PROBLEM TO WORK ON.
Rewrite the data below, changing every "Sample output" to "Example output" and keeping everything else the same.
_____
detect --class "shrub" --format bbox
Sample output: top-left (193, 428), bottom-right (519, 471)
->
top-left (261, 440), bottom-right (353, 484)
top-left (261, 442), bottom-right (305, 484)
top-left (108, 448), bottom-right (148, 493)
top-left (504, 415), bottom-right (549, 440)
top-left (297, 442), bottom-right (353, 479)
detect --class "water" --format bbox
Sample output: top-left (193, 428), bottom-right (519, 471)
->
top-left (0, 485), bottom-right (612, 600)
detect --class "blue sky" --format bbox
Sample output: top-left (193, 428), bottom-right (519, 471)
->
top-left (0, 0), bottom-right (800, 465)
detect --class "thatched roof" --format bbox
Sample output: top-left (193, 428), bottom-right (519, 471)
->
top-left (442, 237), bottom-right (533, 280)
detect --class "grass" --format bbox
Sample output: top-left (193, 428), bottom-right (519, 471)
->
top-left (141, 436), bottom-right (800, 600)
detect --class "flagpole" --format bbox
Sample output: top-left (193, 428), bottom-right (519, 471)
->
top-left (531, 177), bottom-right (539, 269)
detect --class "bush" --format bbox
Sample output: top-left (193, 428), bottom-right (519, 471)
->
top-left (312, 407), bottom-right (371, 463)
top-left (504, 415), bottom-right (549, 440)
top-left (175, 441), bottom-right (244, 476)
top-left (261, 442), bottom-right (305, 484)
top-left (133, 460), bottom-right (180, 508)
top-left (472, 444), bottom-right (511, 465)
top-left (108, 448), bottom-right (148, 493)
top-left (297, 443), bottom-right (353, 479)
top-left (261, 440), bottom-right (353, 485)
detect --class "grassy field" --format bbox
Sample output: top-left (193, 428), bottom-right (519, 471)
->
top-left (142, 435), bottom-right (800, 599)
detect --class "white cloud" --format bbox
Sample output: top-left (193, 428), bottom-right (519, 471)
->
_____
SOLUTION FOR THIS PROBLEM.
detect --class "shrub" --format bbox
Example output: top-left (193, 428), bottom-right (519, 471)
->
top-left (261, 440), bottom-right (353, 484)
top-left (261, 442), bottom-right (305, 484)
top-left (108, 448), bottom-right (148, 493)
top-left (504, 415), bottom-right (549, 440)
top-left (297, 442), bottom-right (353, 479)
detect --class "water" --format bbox
Example output: top-left (193, 428), bottom-right (519, 471)
->
top-left (0, 485), bottom-right (612, 600)
detect --class "blue sky" --format bbox
Example output: top-left (193, 428), bottom-right (519, 471)
->
top-left (0, 0), bottom-right (800, 465)
detect --class "thatched roof" --format bbox
Example output: top-left (193, 428), bottom-right (519, 471)
->
top-left (442, 237), bottom-right (533, 280)
detect --class "grass" --format bbox
Example output: top-left (193, 428), bottom-right (519, 471)
->
top-left (141, 436), bottom-right (800, 600)
detect --class "flagpole" --format bbox
Example output: top-left (193, 428), bottom-right (519, 471)
->
top-left (531, 177), bottom-right (539, 269)
detect --class "bush" --format bbox
Example output: top-left (193, 428), bottom-right (519, 471)
->
top-left (312, 407), bottom-right (371, 463)
top-left (504, 415), bottom-right (549, 440)
top-left (175, 441), bottom-right (244, 476)
top-left (261, 442), bottom-right (305, 484)
top-left (133, 460), bottom-right (180, 508)
top-left (472, 444), bottom-right (511, 465)
top-left (108, 448), bottom-right (148, 493)
top-left (297, 443), bottom-right (353, 479)
top-left (261, 440), bottom-right (353, 485)
detect --class "grassy field" --format bbox
Example output: top-left (193, 428), bottom-right (519, 471)
->
top-left (142, 435), bottom-right (800, 599)
detect --class "white cloud" --format bbox
Example output: top-left (193, 428), bottom-right (519, 471)
->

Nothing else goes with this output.